Reading passage:
+++++

Here are some general comments on the library:

- What is your evaluation of the design?
---------
no comments

- What is your evaluation of the implementation?
---------
no comments

- What is your evaluation of the documentation?
---------
seems ok, though I miss what impact it would have on performance.

- What is your evaluation of the potential usefulness of the library?
---------
low

- Did you try to use the library? With what compiler? Did you have
any problems?
---------
no, no.

- How much effort did you put into your evaluation? A glance? A quick
reading? In-depth study?
------
a glance

As always, please remember to clearly state whether you believe the
library should be accepted into Boost.
--------
I think it should not be accepted. My main motivation is that I think it
promotes an unsound
growth in function interfaces. I also miss a comparison of other techniques
(eg. bgl_named_params, named_constructor_pattern) to do the same and an good
explanation why
this approach is superior.

Let me elaborate.

1. Clearly, this is not nice

window* w = new_window("alert", true, true, false, 77, 65);

However, the amount of work needed to code parameters for this is quite large.
A simple, effective way is just to do it like this:

window* w = new_window("alert");
w->set_resizable( true );
w->set_height( 77 );
....

+++++

Given records:
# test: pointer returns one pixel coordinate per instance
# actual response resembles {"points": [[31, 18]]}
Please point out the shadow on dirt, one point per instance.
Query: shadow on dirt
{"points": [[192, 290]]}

+++++

Your tasks:
(a) In the library review, which two other techniques does the reviewer want the library compared with?
(b) Copy the records above line for line, with no changes.

Full answers:
(a) bgl_named_params and named_constructor_pattern.

(b)
# test: pointer returns one pixel coordinate per instance
# actual response resembles {"points": [[31, 18]]}
Please point out the shadow on dirt, one point per instance.
Query: shadow on dirt
{"points": [[192, 290]]}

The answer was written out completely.